§ Source data

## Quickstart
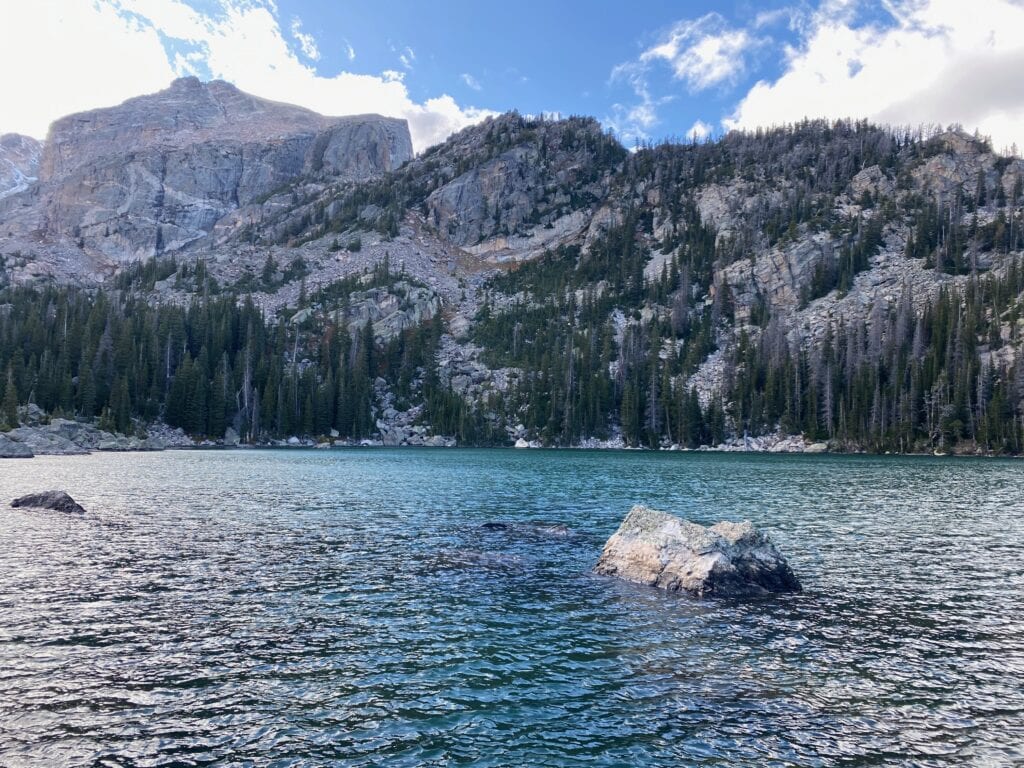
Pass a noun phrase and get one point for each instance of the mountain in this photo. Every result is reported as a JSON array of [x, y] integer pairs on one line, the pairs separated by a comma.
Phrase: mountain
[[526, 280], [18, 163], [158, 173]]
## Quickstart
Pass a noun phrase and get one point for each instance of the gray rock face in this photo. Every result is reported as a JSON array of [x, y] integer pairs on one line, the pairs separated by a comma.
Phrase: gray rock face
[[12, 450], [58, 501], [18, 163], [158, 172], [727, 559]]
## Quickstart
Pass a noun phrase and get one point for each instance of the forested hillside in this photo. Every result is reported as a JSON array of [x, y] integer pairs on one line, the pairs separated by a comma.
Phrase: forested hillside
[[850, 284]]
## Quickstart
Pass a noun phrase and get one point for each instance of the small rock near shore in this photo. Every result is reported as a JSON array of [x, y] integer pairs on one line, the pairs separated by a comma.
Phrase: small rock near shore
[[727, 559], [58, 501]]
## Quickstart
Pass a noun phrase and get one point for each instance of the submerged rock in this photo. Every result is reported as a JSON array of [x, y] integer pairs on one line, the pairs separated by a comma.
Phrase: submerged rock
[[58, 501], [727, 559], [536, 527]]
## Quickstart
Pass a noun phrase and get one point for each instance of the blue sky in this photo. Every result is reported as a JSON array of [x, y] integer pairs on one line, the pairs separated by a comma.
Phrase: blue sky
[[652, 71]]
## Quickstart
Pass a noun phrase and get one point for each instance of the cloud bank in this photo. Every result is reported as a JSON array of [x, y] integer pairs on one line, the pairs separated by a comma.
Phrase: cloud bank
[[77, 55], [940, 61]]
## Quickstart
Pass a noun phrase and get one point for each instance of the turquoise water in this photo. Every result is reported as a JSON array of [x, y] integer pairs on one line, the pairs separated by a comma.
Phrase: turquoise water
[[345, 607]]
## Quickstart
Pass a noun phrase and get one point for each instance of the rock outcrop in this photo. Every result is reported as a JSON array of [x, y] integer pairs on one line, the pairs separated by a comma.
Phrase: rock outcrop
[[727, 559], [58, 501], [157, 173], [18, 163], [12, 450], [67, 437]]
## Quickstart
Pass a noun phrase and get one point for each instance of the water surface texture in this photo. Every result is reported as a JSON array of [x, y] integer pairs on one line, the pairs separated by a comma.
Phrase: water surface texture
[[346, 607]]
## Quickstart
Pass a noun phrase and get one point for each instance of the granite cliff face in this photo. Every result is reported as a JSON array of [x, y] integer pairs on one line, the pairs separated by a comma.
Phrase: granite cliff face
[[705, 262], [156, 174], [19, 158]]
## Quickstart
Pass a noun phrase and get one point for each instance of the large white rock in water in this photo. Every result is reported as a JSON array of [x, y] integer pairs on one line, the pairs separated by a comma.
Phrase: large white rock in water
[[727, 559]]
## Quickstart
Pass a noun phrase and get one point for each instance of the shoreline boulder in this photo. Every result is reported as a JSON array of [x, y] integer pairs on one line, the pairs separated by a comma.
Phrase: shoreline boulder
[[11, 450], [58, 501], [727, 559]]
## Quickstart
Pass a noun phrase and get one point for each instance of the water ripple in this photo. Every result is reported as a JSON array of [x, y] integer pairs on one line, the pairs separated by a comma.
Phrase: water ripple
[[418, 607]]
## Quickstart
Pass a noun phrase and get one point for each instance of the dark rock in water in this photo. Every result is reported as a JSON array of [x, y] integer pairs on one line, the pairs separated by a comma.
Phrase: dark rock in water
[[495, 526], [475, 560], [532, 526], [58, 501], [728, 559]]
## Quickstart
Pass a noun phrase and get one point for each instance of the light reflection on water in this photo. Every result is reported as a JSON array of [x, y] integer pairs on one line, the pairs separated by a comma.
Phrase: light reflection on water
[[309, 607]]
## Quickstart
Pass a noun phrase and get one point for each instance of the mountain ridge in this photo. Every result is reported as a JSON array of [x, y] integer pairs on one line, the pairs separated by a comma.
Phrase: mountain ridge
[[571, 290]]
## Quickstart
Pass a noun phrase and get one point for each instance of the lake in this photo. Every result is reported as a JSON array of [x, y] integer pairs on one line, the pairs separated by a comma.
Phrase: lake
[[346, 607]]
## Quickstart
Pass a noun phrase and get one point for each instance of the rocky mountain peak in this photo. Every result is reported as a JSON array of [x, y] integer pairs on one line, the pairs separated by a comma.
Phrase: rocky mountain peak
[[157, 173]]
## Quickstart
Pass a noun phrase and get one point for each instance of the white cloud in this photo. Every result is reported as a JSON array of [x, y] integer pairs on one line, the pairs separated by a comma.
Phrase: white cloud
[[699, 130], [306, 42], [705, 52], [58, 57], [84, 55], [941, 61]]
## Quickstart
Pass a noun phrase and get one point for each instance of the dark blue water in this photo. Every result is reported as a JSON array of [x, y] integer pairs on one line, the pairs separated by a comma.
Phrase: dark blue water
[[346, 608]]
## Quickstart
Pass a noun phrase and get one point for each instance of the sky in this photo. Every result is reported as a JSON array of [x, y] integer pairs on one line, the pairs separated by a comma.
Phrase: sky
[[653, 71]]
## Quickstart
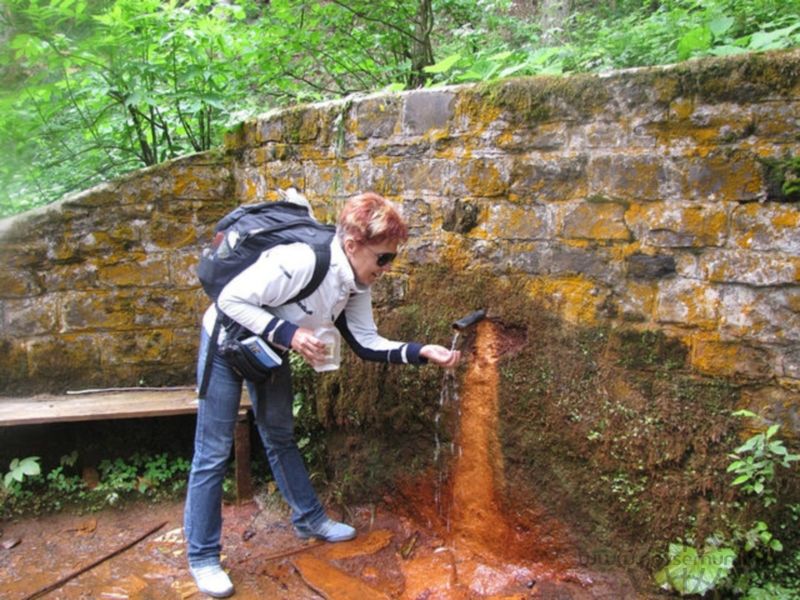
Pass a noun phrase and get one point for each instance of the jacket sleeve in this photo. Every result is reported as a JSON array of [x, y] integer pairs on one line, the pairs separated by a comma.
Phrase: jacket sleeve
[[277, 276], [357, 326]]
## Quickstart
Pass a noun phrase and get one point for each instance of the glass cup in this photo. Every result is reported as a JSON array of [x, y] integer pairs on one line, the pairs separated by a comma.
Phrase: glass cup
[[329, 336]]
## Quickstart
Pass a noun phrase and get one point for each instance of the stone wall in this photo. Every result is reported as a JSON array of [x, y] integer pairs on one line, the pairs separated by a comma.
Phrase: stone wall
[[646, 198]]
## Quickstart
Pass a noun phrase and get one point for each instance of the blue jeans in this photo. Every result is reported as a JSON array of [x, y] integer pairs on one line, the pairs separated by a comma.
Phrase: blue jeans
[[216, 420]]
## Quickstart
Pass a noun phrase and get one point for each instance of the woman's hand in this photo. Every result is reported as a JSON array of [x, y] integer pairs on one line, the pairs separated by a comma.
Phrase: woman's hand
[[308, 346], [440, 355]]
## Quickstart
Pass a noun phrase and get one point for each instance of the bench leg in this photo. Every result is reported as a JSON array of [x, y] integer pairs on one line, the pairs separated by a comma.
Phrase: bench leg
[[244, 483]]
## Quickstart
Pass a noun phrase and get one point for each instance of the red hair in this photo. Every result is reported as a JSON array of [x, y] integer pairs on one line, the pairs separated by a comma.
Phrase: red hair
[[371, 218]]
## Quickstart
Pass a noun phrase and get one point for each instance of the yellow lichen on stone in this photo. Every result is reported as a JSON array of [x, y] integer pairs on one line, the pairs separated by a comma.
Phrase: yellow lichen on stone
[[574, 299]]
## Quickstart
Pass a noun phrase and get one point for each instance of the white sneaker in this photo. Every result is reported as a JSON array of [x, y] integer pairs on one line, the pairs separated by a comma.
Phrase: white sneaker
[[212, 580], [329, 530]]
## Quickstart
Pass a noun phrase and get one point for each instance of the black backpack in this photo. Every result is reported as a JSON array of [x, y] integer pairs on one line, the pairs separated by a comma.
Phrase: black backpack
[[239, 239]]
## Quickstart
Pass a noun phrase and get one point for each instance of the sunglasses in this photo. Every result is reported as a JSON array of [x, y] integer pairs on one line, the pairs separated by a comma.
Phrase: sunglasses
[[382, 258]]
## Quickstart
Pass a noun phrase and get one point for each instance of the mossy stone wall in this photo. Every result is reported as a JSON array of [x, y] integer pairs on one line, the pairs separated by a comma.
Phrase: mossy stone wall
[[646, 199]]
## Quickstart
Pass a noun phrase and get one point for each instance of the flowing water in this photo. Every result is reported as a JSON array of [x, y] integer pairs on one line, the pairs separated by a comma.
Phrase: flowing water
[[459, 542]]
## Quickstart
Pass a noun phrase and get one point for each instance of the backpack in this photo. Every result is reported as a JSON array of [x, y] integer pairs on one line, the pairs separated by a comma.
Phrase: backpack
[[242, 235]]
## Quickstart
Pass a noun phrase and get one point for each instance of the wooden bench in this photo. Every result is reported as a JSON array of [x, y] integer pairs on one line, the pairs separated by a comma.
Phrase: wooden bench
[[128, 403]]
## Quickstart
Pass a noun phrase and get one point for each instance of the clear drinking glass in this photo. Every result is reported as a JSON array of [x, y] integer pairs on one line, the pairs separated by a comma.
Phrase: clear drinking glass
[[329, 336]]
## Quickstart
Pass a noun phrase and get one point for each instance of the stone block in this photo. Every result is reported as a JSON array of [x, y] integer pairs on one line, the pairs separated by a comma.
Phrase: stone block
[[149, 271], [13, 364], [777, 122], [555, 179], [201, 181], [61, 363], [767, 227], [18, 283], [91, 311], [417, 176], [461, 217], [719, 177], [165, 308], [679, 224], [729, 359], [790, 362], [544, 137], [750, 268], [28, 317], [183, 268], [590, 262], [377, 117], [765, 315], [643, 266], [132, 348], [595, 221], [507, 221], [69, 277], [777, 405], [427, 110], [687, 302], [481, 177], [620, 176]]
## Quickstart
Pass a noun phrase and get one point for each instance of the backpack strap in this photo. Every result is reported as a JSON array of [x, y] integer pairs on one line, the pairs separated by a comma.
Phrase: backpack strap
[[210, 351], [322, 262], [322, 256]]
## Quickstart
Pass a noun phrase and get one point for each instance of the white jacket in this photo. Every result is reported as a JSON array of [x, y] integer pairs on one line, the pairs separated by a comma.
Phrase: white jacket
[[256, 298]]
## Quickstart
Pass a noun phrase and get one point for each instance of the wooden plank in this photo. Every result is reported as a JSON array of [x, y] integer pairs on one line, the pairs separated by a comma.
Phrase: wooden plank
[[98, 406]]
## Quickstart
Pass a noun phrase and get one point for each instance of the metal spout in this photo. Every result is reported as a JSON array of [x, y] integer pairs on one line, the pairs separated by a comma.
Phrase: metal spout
[[469, 320]]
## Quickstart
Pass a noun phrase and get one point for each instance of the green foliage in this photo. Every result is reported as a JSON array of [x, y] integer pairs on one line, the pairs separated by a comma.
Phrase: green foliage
[[139, 476], [755, 462], [91, 90], [18, 470], [751, 549], [690, 572]]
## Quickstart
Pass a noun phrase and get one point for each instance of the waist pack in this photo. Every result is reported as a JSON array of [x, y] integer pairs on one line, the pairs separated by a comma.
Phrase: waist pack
[[239, 239], [251, 358]]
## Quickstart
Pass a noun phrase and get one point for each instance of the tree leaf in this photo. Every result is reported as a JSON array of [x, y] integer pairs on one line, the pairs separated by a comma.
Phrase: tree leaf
[[443, 65]]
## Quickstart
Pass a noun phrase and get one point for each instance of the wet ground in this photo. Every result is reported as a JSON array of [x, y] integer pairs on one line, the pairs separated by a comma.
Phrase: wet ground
[[444, 536], [394, 556]]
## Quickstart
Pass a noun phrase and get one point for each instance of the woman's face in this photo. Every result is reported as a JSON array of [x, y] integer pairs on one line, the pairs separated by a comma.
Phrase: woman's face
[[370, 260]]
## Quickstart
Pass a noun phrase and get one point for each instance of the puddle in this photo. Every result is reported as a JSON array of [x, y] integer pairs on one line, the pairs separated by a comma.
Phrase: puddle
[[447, 537]]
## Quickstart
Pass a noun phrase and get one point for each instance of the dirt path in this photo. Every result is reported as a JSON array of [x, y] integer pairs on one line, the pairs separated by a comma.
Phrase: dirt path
[[395, 556]]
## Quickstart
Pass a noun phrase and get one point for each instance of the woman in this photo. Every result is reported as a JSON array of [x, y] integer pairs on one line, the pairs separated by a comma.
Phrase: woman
[[366, 242]]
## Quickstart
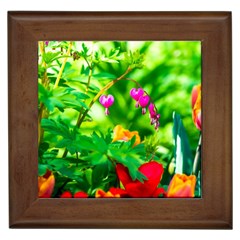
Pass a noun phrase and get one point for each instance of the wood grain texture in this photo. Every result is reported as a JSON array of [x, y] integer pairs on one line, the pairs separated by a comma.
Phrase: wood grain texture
[[213, 210]]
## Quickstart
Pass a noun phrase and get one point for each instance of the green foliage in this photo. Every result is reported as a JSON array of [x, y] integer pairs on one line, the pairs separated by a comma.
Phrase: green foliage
[[76, 138], [182, 153]]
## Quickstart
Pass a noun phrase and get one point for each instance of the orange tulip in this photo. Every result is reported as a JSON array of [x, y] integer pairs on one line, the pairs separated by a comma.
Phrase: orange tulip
[[125, 135], [46, 185], [112, 193], [181, 185], [196, 106]]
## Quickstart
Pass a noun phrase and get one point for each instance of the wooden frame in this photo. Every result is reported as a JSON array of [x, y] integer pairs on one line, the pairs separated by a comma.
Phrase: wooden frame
[[213, 210]]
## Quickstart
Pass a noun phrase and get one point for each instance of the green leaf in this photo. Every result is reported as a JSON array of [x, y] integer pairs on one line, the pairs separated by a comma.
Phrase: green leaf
[[42, 168], [99, 143], [88, 175], [49, 57], [100, 172], [104, 75], [183, 155]]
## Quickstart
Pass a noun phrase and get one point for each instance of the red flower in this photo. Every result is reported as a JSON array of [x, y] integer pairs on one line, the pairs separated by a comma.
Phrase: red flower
[[182, 185], [68, 194], [112, 193], [149, 188], [196, 106], [80, 195], [46, 185]]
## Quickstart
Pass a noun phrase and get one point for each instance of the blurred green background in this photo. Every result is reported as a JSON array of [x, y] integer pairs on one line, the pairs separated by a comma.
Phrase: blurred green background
[[171, 69]]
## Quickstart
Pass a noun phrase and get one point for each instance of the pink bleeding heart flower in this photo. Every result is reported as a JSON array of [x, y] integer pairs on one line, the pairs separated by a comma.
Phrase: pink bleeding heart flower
[[136, 94], [106, 101], [143, 101], [154, 116]]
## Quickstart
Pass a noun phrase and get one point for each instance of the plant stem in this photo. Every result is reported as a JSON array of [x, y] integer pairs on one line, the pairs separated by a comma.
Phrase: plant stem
[[42, 110], [109, 85], [77, 159], [63, 65], [197, 159]]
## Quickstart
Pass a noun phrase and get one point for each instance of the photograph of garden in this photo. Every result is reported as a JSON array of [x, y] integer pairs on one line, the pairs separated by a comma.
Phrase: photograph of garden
[[119, 119]]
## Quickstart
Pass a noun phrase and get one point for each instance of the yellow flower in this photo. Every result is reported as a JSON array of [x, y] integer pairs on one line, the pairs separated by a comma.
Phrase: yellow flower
[[119, 133], [196, 106], [182, 185], [46, 185]]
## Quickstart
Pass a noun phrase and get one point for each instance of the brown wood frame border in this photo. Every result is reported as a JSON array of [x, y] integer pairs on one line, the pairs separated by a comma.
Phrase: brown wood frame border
[[213, 210]]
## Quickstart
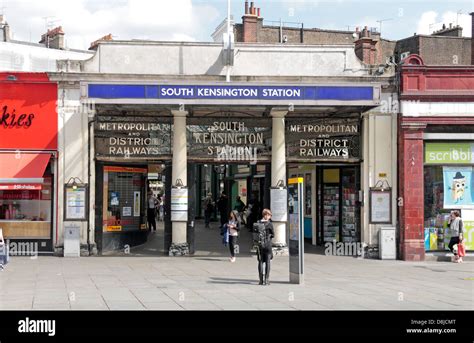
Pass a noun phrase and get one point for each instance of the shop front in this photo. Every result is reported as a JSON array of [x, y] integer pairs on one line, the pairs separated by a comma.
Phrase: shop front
[[129, 153], [436, 156], [448, 186], [326, 153], [28, 162]]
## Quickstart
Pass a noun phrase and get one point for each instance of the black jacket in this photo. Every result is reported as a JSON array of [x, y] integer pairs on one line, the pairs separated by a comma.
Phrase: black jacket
[[270, 233]]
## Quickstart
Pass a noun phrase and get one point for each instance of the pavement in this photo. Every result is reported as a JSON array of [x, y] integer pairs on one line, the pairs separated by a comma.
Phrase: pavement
[[148, 280]]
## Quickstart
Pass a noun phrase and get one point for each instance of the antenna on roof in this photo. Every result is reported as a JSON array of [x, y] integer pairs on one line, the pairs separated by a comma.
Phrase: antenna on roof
[[458, 13], [380, 22]]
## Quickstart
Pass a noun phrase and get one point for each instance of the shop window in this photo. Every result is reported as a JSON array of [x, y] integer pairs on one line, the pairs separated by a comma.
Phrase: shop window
[[26, 213]]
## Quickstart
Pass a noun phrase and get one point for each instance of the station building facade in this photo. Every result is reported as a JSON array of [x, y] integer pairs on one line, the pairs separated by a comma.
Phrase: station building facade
[[311, 111], [436, 155]]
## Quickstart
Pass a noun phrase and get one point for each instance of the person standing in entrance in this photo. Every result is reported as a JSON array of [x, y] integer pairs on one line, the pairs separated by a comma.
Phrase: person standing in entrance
[[151, 211], [457, 228], [208, 209], [223, 207], [264, 233], [239, 207], [233, 225]]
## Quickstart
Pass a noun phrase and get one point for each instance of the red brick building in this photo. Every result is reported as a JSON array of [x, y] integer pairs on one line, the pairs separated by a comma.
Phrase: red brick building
[[435, 124]]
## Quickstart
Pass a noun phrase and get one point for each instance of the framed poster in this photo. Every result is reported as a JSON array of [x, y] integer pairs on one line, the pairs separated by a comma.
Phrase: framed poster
[[279, 204], [179, 204], [458, 184], [75, 200], [126, 212], [136, 204], [380, 206]]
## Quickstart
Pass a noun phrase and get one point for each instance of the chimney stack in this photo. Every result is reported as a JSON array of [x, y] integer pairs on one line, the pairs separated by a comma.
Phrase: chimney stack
[[4, 29], [54, 38], [95, 44], [251, 23], [365, 47], [472, 37]]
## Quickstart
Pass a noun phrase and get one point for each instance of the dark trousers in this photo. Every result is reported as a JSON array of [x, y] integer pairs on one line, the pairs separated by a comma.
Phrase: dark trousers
[[207, 217], [264, 255], [223, 218], [232, 245], [452, 243], [150, 214]]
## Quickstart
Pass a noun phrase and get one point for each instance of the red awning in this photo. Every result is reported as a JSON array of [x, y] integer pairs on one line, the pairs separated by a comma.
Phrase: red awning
[[19, 167]]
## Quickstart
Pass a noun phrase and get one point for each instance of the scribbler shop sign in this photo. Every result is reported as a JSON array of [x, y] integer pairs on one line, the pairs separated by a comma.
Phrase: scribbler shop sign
[[28, 116], [317, 139], [449, 153]]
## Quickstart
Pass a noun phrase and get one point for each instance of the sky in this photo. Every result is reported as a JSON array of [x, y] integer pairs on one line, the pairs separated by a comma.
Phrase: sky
[[85, 21]]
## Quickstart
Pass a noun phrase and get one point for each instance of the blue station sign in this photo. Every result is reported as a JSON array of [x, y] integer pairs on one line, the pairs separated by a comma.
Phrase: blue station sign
[[231, 92]]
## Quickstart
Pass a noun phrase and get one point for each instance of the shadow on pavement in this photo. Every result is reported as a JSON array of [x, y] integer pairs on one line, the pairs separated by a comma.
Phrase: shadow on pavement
[[228, 281]]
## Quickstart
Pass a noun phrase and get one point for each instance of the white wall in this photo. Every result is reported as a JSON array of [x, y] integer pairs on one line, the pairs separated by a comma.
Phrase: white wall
[[73, 148], [33, 58], [160, 58], [380, 157]]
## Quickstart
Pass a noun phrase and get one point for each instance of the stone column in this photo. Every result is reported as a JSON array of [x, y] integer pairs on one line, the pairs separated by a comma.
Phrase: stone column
[[279, 173], [411, 190], [179, 244]]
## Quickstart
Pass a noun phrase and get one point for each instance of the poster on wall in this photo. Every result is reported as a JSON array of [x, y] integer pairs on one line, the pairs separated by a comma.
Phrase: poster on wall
[[468, 220], [114, 199], [76, 202], [179, 204], [458, 187], [380, 206], [126, 212], [136, 204], [279, 204]]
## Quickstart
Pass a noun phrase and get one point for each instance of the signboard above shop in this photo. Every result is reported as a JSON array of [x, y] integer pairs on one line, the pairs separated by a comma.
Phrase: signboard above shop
[[449, 153], [260, 93], [317, 139], [132, 137], [224, 140], [28, 115]]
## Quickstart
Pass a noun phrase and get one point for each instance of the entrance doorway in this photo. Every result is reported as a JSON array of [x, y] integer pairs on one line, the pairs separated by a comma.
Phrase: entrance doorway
[[338, 204], [123, 226], [332, 206], [247, 183]]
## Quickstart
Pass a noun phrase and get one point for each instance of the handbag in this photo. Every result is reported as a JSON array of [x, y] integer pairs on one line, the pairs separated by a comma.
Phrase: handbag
[[461, 249]]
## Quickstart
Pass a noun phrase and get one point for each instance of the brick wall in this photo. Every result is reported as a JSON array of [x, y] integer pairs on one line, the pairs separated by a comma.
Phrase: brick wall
[[411, 190], [437, 50]]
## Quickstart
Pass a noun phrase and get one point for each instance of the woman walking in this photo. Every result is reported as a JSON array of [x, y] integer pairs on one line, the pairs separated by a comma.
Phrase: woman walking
[[233, 225], [264, 233], [457, 228]]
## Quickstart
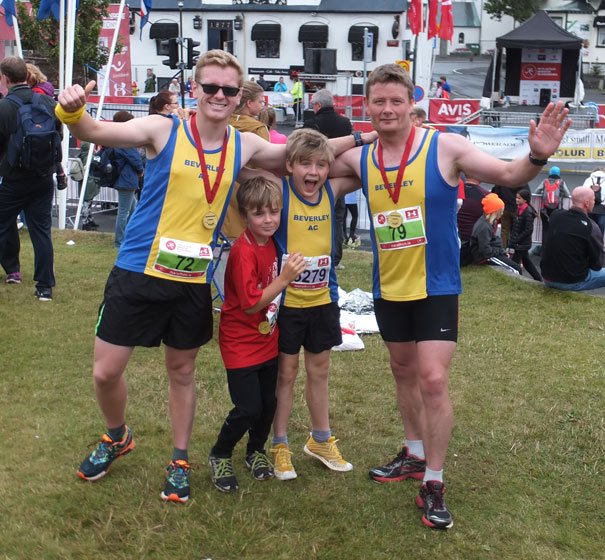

§ The request
In the listing, from its start through the line containing "[[58, 501], [727, 559], [536, 527]]", swap "photo" for "image" and reproduce those lines with nothing else changed. Leave the pictures out.

§ Correct answer
## Quickstart
Pass a noun phrase and get one point for each instance of the mountain in this image. Every result is reported as a JSON array of [x, y] integer pairs on one line, the pairs separated by a comma.
Phrase: mountain
[[526, 280], [18, 163], [158, 173]]
## Quickstart
Pass a noun phrase and get one point for each instance of the gray rock face in this image. Every result is reported as a JSON array of [x, y] integer pairs on one line, the pairs separated by a comma.
Phrase: gray rock face
[[12, 450], [58, 501], [18, 163], [158, 172], [727, 559]]
## Quickstart
Pass a noun phrase and get one point for each instance of the forested hillside in this image. Every result is reported as a JSON array of [x, y] integer pairs on one line, the pairs separated by a comma.
Phrase: forested hillside
[[850, 284]]
## Quickstart
Pass a noun phrase and get one point for each instance of the small rock near shore in this image. Every result is reported as a JSON array of [x, y] integer pairs on one line, the pairs separated by a comma.
Phrase: small rock near shore
[[727, 559], [58, 501]]
## Quickstart
Pass a noun phrase and get one point for each instance of the submerged rock in this image. Every result is reported as a JSON array of [x, y] integer pairs on one line, the pairs separated by a comma.
Phrase: submerged rock
[[58, 501], [727, 559], [536, 527]]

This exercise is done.